Effective communication on a condominium board is critical to its success. Sign up to download our easy-to-follow infographic to learn about the types of personalities you may encounter on your condominium board.
A condominium board’s greatest strength is the diversity of its members. That being said, sometimes it is this collection of personalities that can result in challenges to the smooth functioning of the group.
Differences of opinion, if not carefully managed, can result in arguments ─ and that is never productive. There are guidelines you can put into practice to steer the board toward an environment that is respectful and gets the job done.
- Check your emotions at the door.
Often the people that step up to volunteer on a condo board are those that are passionate about the community. That is a positive trait. But board members must keep in mind that their meetings are business meetings. And business meetings are not places in which to display emotion. It is important to focus on an environment that is as professional as possible. Board members should present motions which should be seconded by another. Rather than a long dissertation on a specific topic, members of the board should provide constructive input. Conducting meetings in a business-minded forum will help keep emotions under control, and a more productive exchanges of ideas and interactions will result. A property manager can help guide those of your board members who may be unfamiliar with the recognized procedural fundamentals of meetings.
- Stick to time limits.
Nobody wants to endure a three-hour meeting. Even the most dedicated board member wants to accomplish the tasks within a reasonable time-frame. Often the quality of the decisions made diminishes the longer a meeting goes on. Meetings should be concluded in less than two hours. If they can be kept to one hour, that’s even better. To keep meetings moving forward as they should it is important to assign a time limit to each agenda item. You may not always achieve your planned time goal, but having a limit set for each agenda topic will greatly improve the flow of the meeting and help prevent meeting fatigue – and the frustration that accompanies it.
- Respect is mandatory.

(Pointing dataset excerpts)
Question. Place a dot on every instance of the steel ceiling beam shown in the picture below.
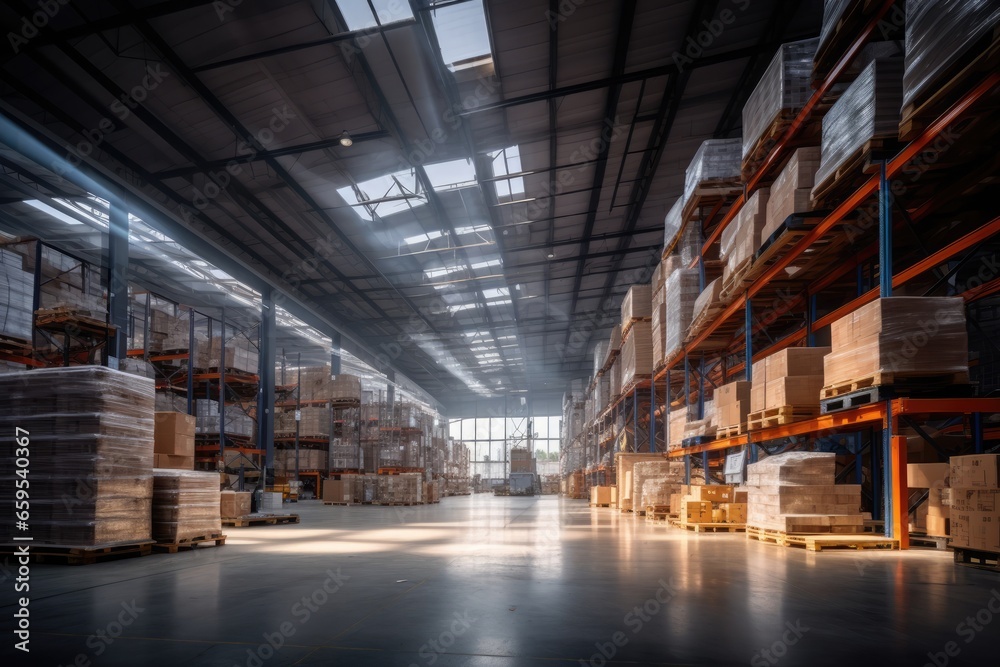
(626, 16)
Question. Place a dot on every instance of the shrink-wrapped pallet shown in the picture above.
(186, 505)
(654, 481)
(868, 110)
(796, 492)
(681, 291)
(16, 297)
(637, 353)
(899, 337)
(89, 434)
(636, 304)
(791, 191)
(624, 469)
(938, 34)
(781, 92)
(741, 239)
(716, 163)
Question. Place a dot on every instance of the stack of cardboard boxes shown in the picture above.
(932, 516)
(732, 405)
(898, 337)
(173, 441)
(975, 502)
(716, 503)
(796, 492)
(786, 386)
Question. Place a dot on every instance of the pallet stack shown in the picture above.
(786, 386)
(186, 506)
(653, 482)
(975, 507)
(915, 342)
(89, 431)
(732, 406)
(796, 492)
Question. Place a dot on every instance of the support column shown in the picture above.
(117, 275)
(266, 370)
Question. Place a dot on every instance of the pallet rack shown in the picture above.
(724, 349)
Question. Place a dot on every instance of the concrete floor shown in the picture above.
(508, 582)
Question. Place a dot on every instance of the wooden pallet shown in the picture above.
(984, 560)
(933, 541)
(979, 60)
(855, 168)
(218, 539)
(898, 382)
(730, 431)
(821, 541)
(15, 346)
(780, 416)
(71, 555)
(260, 520)
(710, 527)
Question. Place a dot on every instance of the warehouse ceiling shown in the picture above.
(510, 163)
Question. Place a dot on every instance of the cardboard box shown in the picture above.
(234, 504)
(927, 475)
(796, 361)
(976, 471)
(696, 511)
(173, 462)
(173, 434)
(716, 493)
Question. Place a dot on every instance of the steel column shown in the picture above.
(265, 396)
(117, 272)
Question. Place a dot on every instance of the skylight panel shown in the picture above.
(358, 14)
(462, 34)
(505, 162)
(452, 174)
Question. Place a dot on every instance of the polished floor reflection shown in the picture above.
(512, 582)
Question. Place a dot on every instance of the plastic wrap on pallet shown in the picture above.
(186, 505)
(680, 293)
(702, 427)
(709, 298)
(672, 223)
(600, 354)
(868, 109)
(637, 352)
(16, 297)
(636, 303)
(938, 33)
(899, 336)
(797, 492)
(715, 160)
(89, 431)
(833, 10)
(790, 192)
(784, 88)
(654, 481)
(741, 239)
(207, 413)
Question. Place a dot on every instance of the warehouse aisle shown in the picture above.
(483, 581)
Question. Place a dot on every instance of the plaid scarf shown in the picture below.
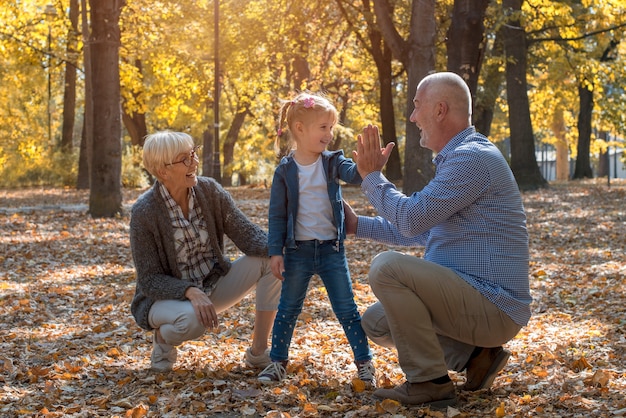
(194, 255)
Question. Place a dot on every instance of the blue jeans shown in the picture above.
(328, 261)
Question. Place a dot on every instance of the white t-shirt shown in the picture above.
(315, 213)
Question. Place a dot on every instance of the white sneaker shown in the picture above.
(366, 372)
(163, 356)
(274, 372)
(257, 362)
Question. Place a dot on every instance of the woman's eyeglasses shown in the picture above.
(188, 160)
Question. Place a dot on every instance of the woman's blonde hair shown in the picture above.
(299, 109)
(160, 149)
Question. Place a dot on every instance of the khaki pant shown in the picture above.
(177, 320)
(433, 317)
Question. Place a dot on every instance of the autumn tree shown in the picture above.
(371, 39)
(523, 159)
(417, 54)
(105, 198)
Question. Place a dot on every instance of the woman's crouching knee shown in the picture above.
(185, 327)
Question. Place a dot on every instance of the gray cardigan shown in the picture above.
(152, 243)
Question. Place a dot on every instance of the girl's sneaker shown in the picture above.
(257, 362)
(274, 372)
(366, 372)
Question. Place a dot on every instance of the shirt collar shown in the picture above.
(453, 143)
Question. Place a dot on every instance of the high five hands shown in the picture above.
(369, 156)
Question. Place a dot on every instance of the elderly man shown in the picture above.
(454, 308)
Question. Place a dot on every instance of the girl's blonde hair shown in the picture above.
(160, 149)
(300, 109)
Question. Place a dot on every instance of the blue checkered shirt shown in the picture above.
(469, 217)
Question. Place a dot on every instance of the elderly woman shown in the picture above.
(184, 279)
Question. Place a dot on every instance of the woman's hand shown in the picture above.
(202, 306)
(277, 264)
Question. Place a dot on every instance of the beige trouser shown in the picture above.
(177, 320)
(433, 317)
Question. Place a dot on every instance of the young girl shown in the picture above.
(306, 229)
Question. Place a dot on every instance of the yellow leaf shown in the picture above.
(114, 352)
(358, 385)
(500, 412)
(580, 365)
(137, 412)
(390, 406)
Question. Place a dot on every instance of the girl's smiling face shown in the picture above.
(313, 136)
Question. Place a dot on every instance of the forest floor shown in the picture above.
(69, 346)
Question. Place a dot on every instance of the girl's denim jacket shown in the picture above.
(284, 198)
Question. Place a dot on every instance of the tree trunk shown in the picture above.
(105, 199)
(229, 144)
(69, 90)
(485, 103)
(562, 149)
(86, 143)
(135, 123)
(82, 182)
(417, 55)
(523, 159)
(604, 164)
(208, 145)
(383, 57)
(583, 159)
(465, 41)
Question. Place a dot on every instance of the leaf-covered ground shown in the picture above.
(69, 347)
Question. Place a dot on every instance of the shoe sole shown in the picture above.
(491, 375)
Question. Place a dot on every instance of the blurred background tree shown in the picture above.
(366, 56)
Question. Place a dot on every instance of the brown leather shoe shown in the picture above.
(422, 393)
(483, 369)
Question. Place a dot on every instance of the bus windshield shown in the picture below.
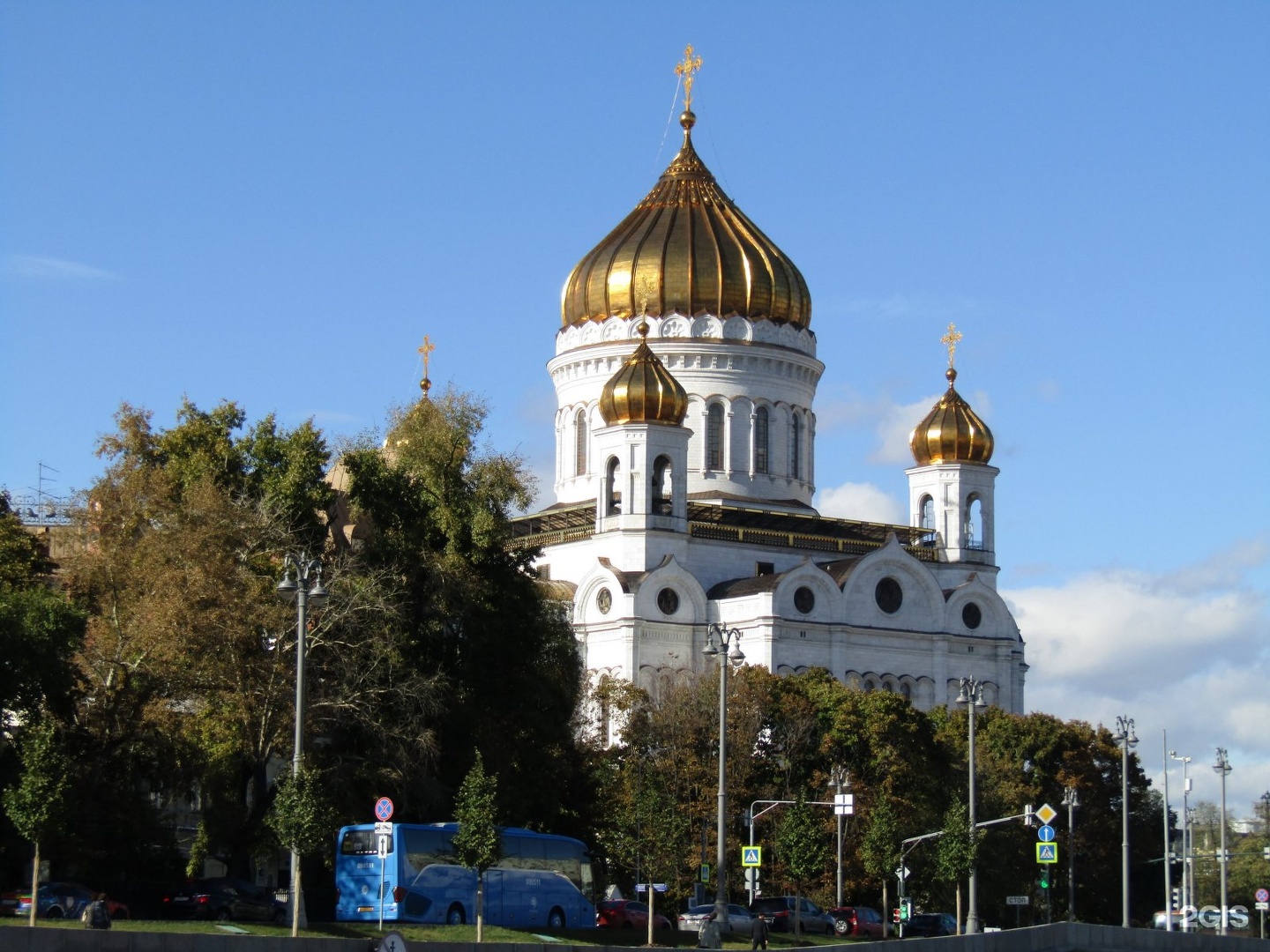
(542, 880)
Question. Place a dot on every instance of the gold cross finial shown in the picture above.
(950, 340)
(429, 346)
(690, 65)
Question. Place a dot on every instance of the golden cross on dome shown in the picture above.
(950, 340)
(686, 69)
(429, 346)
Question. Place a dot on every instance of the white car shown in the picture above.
(738, 919)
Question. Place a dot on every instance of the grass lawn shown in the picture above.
(669, 938)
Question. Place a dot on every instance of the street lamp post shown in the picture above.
(1223, 767)
(972, 695)
(840, 779)
(1186, 877)
(1071, 800)
(1127, 739)
(725, 643)
(306, 591)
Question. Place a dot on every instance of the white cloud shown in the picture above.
(860, 501)
(37, 268)
(1180, 651)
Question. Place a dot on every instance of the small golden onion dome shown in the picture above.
(643, 390)
(952, 432)
(686, 249)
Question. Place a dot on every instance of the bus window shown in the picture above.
(361, 842)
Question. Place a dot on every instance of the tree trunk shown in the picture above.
(295, 904)
(885, 908)
(34, 886)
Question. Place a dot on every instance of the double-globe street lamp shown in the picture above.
(1125, 738)
(972, 695)
(308, 591)
(1223, 767)
(724, 643)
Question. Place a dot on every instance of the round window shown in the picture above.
(669, 600)
(889, 596)
(972, 616)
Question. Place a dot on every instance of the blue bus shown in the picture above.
(542, 881)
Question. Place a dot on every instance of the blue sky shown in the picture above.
(273, 202)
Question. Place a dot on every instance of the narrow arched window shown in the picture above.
(796, 447)
(761, 439)
(661, 484)
(927, 513)
(580, 435)
(714, 437)
(612, 492)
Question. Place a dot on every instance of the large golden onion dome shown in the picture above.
(686, 249)
(643, 390)
(952, 432)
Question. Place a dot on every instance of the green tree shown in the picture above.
(37, 801)
(957, 850)
(478, 843)
(800, 844)
(303, 819)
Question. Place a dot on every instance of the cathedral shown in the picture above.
(684, 374)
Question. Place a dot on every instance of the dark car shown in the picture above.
(628, 914)
(779, 913)
(224, 897)
(860, 922)
(57, 900)
(931, 925)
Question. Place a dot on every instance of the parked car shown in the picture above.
(779, 913)
(224, 897)
(57, 900)
(628, 914)
(739, 920)
(860, 922)
(931, 925)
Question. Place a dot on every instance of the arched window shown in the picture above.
(612, 492)
(761, 439)
(927, 513)
(796, 447)
(661, 487)
(714, 437)
(975, 524)
(582, 437)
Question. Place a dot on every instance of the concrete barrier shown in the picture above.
(1059, 937)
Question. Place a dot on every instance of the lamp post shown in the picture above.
(1125, 738)
(1223, 767)
(1071, 800)
(1186, 877)
(842, 781)
(972, 695)
(723, 641)
(306, 591)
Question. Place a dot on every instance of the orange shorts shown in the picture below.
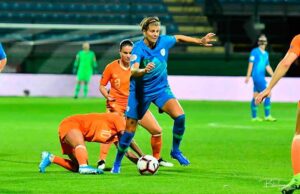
(63, 129)
(115, 107)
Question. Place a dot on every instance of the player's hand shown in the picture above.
(247, 80)
(205, 41)
(261, 96)
(149, 67)
(111, 99)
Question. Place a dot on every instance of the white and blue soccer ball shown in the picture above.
(147, 165)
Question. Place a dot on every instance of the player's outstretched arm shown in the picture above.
(270, 70)
(205, 41)
(2, 64)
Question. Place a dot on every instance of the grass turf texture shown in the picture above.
(228, 152)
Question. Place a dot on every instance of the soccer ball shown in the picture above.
(147, 165)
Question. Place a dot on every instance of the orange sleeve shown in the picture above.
(295, 45)
(119, 122)
(106, 75)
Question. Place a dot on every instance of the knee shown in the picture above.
(131, 125)
(180, 120)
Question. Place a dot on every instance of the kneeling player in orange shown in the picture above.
(118, 74)
(74, 131)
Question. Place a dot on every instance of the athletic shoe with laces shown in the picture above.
(164, 163)
(89, 170)
(45, 161)
(116, 169)
(293, 185)
(180, 157)
(101, 164)
(270, 118)
(256, 119)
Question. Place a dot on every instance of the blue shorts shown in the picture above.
(259, 86)
(2, 53)
(138, 105)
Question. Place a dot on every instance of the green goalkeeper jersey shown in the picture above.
(85, 63)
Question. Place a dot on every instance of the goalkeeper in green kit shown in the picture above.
(85, 65)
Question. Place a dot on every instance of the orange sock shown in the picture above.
(104, 148)
(156, 142)
(295, 154)
(81, 155)
(66, 163)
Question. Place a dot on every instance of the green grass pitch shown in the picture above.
(228, 152)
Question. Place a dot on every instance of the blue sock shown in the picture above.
(178, 131)
(267, 106)
(253, 109)
(123, 145)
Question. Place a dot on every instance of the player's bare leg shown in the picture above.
(150, 124)
(124, 142)
(295, 155)
(174, 109)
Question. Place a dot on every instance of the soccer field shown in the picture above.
(228, 152)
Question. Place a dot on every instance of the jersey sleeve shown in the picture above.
(252, 57)
(169, 41)
(295, 45)
(106, 75)
(136, 55)
(2, 53)
(267, 60)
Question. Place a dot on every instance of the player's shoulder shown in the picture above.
(254, 51)
(296, 38)
(113, 63)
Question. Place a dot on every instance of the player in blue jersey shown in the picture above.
(258, 64)
(3, 59)
(149, 84)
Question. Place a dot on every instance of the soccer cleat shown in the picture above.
(164, 163)
(270, 118)
(89, 170)
(45, 161)
(293, 185)
(116, 169)
(180, 157)
(101, 164)
(257, 119)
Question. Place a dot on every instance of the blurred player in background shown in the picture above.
(258, 64)
(118, 74)
(292, 54)
(149, 84)
(3, 59)
(74, 131)
(85, 65)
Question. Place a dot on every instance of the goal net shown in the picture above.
(51, 48)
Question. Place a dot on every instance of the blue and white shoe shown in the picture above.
(116, 169)
(45, 161)
(89, 170)
(180, 157)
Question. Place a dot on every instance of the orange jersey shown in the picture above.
(95, 127)
(295, 45)
(119, 78)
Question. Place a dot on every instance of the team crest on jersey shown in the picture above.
(163, 52)
(133, 57)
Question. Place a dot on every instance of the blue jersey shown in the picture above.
(260, 60)
(2, 53)
(156, 80)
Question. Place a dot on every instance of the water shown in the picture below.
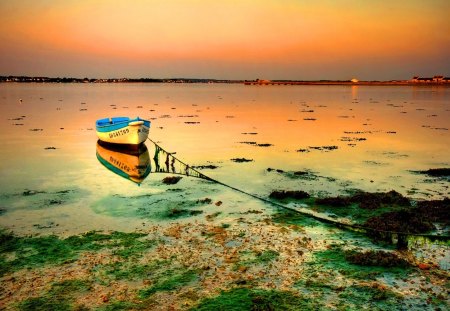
(57, 179)
(382, 134)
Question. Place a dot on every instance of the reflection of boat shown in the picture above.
(133, 164)
(123, 130)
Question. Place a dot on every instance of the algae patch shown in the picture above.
(61, 296)
(28, 252)
(255, 299)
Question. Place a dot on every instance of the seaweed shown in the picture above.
(359, 265)
(171, 180)
(241, 160)
(367, 200)
(61, 296)
(169, 281)
(405, 221)
(38, 251)
(376, 258)
(128, 270)
(437, 172)
(242, 298)
(289, 194)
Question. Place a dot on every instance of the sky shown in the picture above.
(227, 39)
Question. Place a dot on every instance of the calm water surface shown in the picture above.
(374, 138)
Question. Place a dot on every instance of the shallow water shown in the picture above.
(374, 138)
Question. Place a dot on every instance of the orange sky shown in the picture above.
(274, 39)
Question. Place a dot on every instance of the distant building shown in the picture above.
(438, 78)
(435, 79)
(264, 82)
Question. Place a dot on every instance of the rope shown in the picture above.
(347, 226)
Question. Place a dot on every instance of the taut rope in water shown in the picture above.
(171, 161)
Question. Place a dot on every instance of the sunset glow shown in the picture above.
(231, 39)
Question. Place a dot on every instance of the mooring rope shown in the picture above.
(348, 226)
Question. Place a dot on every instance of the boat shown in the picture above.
(131, 164)
(122, 130)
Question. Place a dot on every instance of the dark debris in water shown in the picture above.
(171, 180)
(177, 213)
(376, 258)
(201, 167)
(241, 160)
(367, 200)
(289, 194)
(436, 172)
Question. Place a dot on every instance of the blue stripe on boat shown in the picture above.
(113, 124)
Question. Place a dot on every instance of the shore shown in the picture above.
(265, 258)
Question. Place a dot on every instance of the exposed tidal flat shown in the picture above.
(77, 236)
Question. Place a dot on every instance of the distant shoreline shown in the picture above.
(26, 79)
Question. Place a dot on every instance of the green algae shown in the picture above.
(287, 217)
(373, 297)
(28, 252)
(337, 260)
(168, 281)
(238, 299)
(122, 305)
(129, 271)
(60, 297)
(360, 206)
(256, 258)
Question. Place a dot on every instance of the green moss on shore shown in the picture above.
(168, 281)
(60, 297)
(28, 252)
(254, 299)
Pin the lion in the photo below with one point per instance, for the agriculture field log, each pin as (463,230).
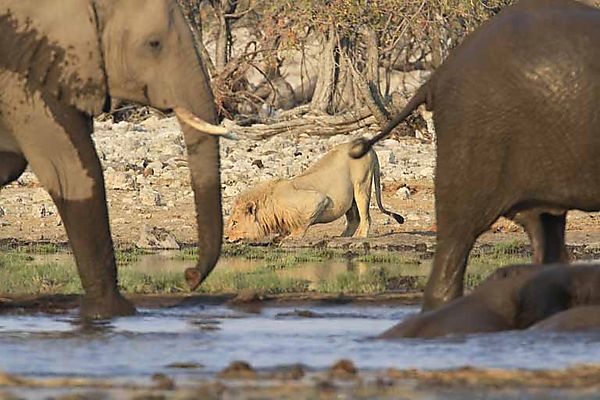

**Parts of the exercise:**
**A.** According to the condominium board text, within what length of time should meetings be concluded?
**B.** Copy the records from the line containing "Question. Place a dot on every instance of the mooring" through the end of the records, and omit the pictures.

**Answers to each task:**
**A.** In less than two hours.

**B.**
Question. Place a dot on every instance of the mooring rope shown in the picture above.
(348, 226)
Question. Place a dot on every instance of the boat shown in the picture above.
(131, 164)
(122, 130)
Question. Place a dot on every instance of the dark debris in water shown in the picture above.
(171, 180)
(177, 213)
(376, 258)
(201, 167)
(241, 160)
(367, 200)
(289, 194)
(436, 172)
Question. Place a dot on every instance of the blue stripe on boat shown in the picture above.
(113, 124)
Question. Place a dot on every instance of the shore shown in the picture above.
(265, 258)
Question. Place a dot on every instance of the exposed tidal flat shown in the picture above.
(77, 236)
Question. Place a dot on every instance of the distant shoreline shown in the picture above.
(26, 79)
Question. Place a dot on every instance of the green algae shown in the picture above.
(287, 217)
(373, 297)
(28, 252)
(337, 260)
(168, 281)
(238, 299)
(122, 305)
(129, 271)
(60, 297)
(360, 206)
(256, 258)
Question. Place a dot on every instance of the green moss on shore shown in the picture above.
(168, 281)
(60, 297)
(28, 252)
(254, 299)
Pin the lion in the photo below with one point per instance, for the agriculture field log, each pin as (463,230).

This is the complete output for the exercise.